(Exercise text):
The murder mystery is the focus of the entire story, with Nick and Hardie revolving around it. And it was so skillfully written, that this reviewer had no idea who the killer was, right up until the end. And normally this reviewer hates when the body counts in a mystery keep rising to continue the plot. But the additional murders in this story really did add to it, causing even more twists and turns in the plot, to keep the reader guessing.
All of the secondary characters are a delight, adding even more to an already excellent book. None are ever thrown in for the heck of it, like can sometimes be found in books. Each and every one enhances the story line, making it more well- rounded and multi-dimensional of a tale.
The writing duo who are JM Jeffries show excellent talent for writing a good story, with plenty of passion between the main characters, to ensure that the romance of the story is not overshadowed by the adventure. Nick and Hardie, and the entire town of St. Martine are brilliantly drawn, very lively and unique, making one wish the inhabitants of this cute little bayou town could be found somewhere in real life. Don't miss this story!
When opposites collide! Highly recommended.......2002-12-04
Ten years in the Army prepared Hardesty Arnaud's for gunfire and dead bodies, but it took a medal of honor to earn her way to becoming St. Martin's Police Chief. Unfortunately, the three patriarchs of the community seem to think they are in charge, able to ferret out anything, no matter how deeply buried. Hardesty knows they offered her the chief's job only because they could not turn her down. Now only two days on the job and Hardesty has a murder to solve. She quickly concludes that the body is a mob hit, and another missing man would have been the US Marshall assigned to protect him. The situation is potentially explosive.
Growing up in the ghetto and rescued by a miracle, Nick has made becoming the first black FBI director his career goal. Proud of his city ways, the overwhelming heat and humidity of Louisiana plagues him, as does the spitfire who blocks his investigation. Nick has spent the last five years putting the Patrini family out of operation. The dead man had been their lawyer, knowing everything from where the bodies were buried to the account numbers of the offshore bank accounts. Without the lawyer's testimony, Nick's investigation comes to nothing and the sexy small town cop presents an unwanted complication.

(Data section):
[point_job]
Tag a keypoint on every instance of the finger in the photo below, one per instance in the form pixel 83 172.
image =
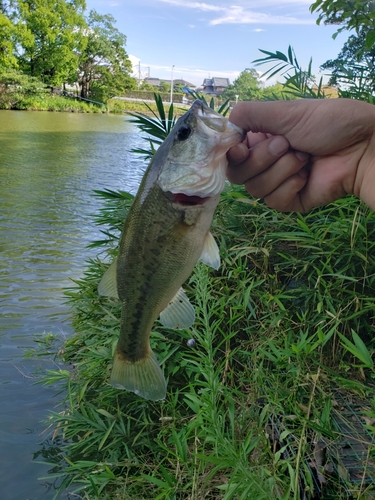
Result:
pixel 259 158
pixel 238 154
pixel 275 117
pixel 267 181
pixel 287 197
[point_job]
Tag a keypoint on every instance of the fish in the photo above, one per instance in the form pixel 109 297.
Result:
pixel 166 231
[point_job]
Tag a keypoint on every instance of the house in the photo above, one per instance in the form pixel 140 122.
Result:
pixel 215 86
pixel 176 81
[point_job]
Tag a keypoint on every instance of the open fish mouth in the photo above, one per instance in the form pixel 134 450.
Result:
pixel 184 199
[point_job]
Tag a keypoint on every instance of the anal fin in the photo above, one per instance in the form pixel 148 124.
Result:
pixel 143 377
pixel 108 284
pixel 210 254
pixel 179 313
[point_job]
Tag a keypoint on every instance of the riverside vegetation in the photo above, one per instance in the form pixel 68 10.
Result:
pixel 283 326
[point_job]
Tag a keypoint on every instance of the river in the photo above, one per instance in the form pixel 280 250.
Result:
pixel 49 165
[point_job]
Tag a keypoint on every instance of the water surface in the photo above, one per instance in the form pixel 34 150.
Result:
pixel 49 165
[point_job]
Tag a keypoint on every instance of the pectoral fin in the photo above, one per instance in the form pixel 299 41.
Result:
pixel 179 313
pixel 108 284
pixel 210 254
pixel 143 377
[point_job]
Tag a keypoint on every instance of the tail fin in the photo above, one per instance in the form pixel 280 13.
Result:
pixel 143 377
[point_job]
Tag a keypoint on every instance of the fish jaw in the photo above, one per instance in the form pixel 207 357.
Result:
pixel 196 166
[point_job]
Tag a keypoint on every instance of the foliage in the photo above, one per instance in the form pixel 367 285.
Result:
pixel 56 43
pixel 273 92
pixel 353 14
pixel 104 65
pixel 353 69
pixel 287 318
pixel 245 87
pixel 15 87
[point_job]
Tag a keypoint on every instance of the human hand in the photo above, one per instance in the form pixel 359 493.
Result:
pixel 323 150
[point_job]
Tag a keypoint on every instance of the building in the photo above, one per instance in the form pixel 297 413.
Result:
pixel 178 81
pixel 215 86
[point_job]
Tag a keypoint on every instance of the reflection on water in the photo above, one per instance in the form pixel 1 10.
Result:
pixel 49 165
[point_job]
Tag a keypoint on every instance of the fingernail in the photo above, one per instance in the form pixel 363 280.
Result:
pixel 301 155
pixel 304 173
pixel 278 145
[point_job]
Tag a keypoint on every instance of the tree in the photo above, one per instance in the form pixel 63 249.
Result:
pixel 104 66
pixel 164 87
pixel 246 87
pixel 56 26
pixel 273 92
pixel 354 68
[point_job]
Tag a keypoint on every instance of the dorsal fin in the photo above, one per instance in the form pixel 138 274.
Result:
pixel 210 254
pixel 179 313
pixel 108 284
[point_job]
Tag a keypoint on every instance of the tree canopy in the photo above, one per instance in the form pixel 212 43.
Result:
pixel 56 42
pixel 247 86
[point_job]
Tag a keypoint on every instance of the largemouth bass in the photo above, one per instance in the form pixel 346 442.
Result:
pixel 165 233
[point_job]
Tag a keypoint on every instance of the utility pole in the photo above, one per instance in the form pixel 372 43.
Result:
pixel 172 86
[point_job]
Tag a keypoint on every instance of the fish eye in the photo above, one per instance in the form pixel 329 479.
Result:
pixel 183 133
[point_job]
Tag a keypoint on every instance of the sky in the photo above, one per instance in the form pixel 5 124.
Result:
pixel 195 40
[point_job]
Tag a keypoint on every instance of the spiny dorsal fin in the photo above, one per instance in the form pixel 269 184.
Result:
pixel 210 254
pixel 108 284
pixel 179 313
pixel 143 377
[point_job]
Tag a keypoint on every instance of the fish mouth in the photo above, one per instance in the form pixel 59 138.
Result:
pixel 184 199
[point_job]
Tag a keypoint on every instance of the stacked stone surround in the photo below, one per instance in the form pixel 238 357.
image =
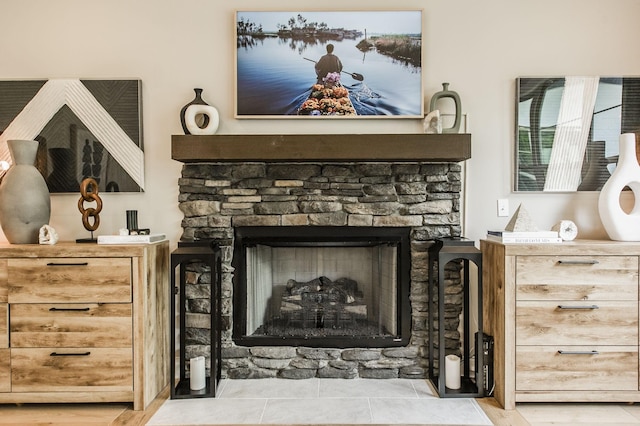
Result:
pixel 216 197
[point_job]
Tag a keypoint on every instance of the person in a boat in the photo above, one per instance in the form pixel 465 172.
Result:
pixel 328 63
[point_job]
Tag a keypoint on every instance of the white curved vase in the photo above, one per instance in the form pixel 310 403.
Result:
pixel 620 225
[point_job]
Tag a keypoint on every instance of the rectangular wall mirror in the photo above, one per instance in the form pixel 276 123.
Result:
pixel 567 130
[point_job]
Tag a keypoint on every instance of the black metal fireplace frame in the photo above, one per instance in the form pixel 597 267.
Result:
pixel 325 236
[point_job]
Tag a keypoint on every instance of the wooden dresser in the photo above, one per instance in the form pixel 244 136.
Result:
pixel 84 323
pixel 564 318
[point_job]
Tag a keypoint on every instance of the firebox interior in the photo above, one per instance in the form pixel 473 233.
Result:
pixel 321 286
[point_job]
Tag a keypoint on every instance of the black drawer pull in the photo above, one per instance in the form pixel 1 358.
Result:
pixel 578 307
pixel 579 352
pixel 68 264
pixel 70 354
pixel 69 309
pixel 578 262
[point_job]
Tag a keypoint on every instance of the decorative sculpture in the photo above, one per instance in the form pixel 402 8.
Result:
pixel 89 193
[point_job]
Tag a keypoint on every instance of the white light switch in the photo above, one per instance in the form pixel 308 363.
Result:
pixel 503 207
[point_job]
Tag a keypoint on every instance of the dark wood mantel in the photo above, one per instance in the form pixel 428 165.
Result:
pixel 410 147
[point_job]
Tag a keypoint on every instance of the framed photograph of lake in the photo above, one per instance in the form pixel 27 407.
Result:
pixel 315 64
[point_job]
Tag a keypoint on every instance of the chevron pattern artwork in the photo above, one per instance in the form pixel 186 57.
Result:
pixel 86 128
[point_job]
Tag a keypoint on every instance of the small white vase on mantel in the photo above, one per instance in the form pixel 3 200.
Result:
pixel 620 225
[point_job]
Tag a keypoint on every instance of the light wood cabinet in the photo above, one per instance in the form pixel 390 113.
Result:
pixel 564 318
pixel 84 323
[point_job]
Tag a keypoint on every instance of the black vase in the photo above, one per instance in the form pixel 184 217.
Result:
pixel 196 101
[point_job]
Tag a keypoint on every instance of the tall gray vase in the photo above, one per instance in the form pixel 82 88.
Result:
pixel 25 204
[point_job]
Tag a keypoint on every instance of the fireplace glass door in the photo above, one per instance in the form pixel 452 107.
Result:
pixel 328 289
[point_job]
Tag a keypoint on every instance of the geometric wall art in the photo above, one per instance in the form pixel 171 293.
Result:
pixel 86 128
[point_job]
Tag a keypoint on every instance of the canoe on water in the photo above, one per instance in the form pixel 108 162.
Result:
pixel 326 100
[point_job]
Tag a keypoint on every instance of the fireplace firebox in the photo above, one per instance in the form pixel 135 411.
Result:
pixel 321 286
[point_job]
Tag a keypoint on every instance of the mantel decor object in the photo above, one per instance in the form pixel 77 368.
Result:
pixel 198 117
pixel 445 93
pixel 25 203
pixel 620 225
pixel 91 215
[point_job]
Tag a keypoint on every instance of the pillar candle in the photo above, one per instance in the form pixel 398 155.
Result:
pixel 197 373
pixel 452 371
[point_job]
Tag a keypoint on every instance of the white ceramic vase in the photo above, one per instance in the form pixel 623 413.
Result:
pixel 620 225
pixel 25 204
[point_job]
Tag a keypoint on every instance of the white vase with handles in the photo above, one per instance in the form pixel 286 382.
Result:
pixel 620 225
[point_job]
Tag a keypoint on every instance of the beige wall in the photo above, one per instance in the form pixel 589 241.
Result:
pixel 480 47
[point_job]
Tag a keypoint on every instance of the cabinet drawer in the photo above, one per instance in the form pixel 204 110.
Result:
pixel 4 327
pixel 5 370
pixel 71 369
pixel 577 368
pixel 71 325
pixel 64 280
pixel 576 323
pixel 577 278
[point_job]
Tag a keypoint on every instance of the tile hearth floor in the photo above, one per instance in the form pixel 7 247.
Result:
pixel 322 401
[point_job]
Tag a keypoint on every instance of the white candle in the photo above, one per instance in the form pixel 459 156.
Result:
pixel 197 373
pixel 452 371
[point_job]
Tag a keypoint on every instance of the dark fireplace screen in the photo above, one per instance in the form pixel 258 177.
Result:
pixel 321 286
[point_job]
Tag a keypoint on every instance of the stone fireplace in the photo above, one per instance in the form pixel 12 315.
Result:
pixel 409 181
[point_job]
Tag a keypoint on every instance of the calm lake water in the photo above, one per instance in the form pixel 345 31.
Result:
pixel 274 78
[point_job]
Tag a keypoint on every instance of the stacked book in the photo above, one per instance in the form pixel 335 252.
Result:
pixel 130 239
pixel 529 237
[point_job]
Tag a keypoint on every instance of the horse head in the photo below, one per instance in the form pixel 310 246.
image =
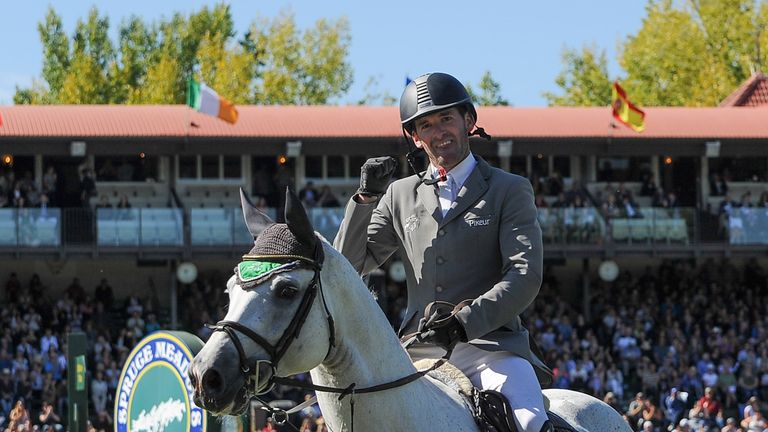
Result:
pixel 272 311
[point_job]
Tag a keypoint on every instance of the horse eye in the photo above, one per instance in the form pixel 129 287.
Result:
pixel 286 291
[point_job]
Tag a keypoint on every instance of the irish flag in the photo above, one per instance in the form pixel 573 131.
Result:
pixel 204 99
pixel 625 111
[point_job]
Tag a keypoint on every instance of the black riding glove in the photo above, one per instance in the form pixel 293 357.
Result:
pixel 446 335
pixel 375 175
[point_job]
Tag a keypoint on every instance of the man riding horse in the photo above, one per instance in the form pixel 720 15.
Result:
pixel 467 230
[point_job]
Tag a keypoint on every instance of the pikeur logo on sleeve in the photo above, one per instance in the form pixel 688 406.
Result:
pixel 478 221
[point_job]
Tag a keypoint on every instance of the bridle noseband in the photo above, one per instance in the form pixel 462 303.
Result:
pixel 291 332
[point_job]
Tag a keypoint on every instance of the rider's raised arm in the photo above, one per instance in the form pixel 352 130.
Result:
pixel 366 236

(Exercise description): Copy the passage of the book review that opens with "The writing duo" and closes with "miss this story!", substituting "chemistry" for "passion".

(Exercise answer):
The writing duo who are JM Jeffries show excellent talent for writing a good story, with plenty of chemistry between the main characters, to ensure that the romance of the story is not overshadowed by the adventure. Nick and Hardie, and the entire town of St. Martine are brilliantly drawn, very lively and unique, making one wish the inhabitants of this cute little bayou town could be found somewhere in real life. Don't miss this story!